Lista de tareas:
[1] Según el relato sobre Marcelita y el secundario, ¿cuántos años duraba el secundario?
[2] Escribe la continuación del relato sobre Marcelita y el secundario a partir de su última oración.

Texto seleccionado:
Hace mucho, mucho tiempo, cuando un dolar era un peso, Lanata era bueno y Cristina menemista, estaba el secundario. Era como una fiesta larga y aburrida de cinco años que se ponía buena al final. Ahí estaba ella, Marcelita. Colorada, pecosa, brillante, que hablaba hasta por los codos y de una simpatía que, dicen los que saben, aun conserva. Era tan linda que se daba el lujo que ninguna mujer debería negarse, salía con los tipos que le gustaban. Nunca le faltaba novio. No les era infiel pero los cambiaba con cierta regularidad. Algunos prestábamos atención para encontrarla en un impasse y probar suerte pero la suerte no tiene miramientos con nadie, menos con aquellos que, teniendo 17 años, solían pasar sus tardes mirando los caballeros del zodíaco.

Extractos de datos:
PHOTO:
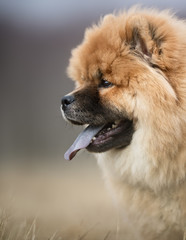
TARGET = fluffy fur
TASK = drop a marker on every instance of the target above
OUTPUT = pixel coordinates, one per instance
(143, 53)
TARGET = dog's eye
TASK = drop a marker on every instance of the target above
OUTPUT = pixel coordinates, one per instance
(105, 84)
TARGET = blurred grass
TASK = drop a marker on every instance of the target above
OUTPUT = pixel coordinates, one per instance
(66, 202)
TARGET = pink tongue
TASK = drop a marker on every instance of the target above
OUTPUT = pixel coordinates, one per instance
(82, 141)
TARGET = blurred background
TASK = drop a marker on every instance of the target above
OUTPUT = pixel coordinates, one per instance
(36, 38)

Resultados por tarea:
[1] Cinco años.

[2]
Luego estaba el Pepe. Ni alto ni bajo, morrudo, tirando a gordito pero firme. Fanático del rock barrial antes de que se llamara barrial y de la cumbia antes que…bueno, la cumbia ya se llamaba cumbia. Poca gente a su edad sabía tanto como él sobre motores citroën. Tomaba vino con limón en una esquina perdida de Pontevedra, cuando salía del colegio. No era un fan de los dibujitos pero su suerte con las damas le era un tanto esquiva.

Se conocían, habían sido compañeros unos años antes, tenían una decena de amigos y conocidos en común. En una fiesta, cuando ella se peleó con uno de sus novios más estables – tanto que llegamos a recordar su nombre- las estrellas se alinearon. Nunca supimos muy bien por qué o cómo fue pero al otro día nos amanecimos con la noticia de que Marcelita y el Pepe transaban. Algunos quisimos cortarnos las bolas para dar cuenta del impacto. Luego comprendimos que si los dioses le sonreían al Pepe en una de esas también podían sonreírnos a nosotros.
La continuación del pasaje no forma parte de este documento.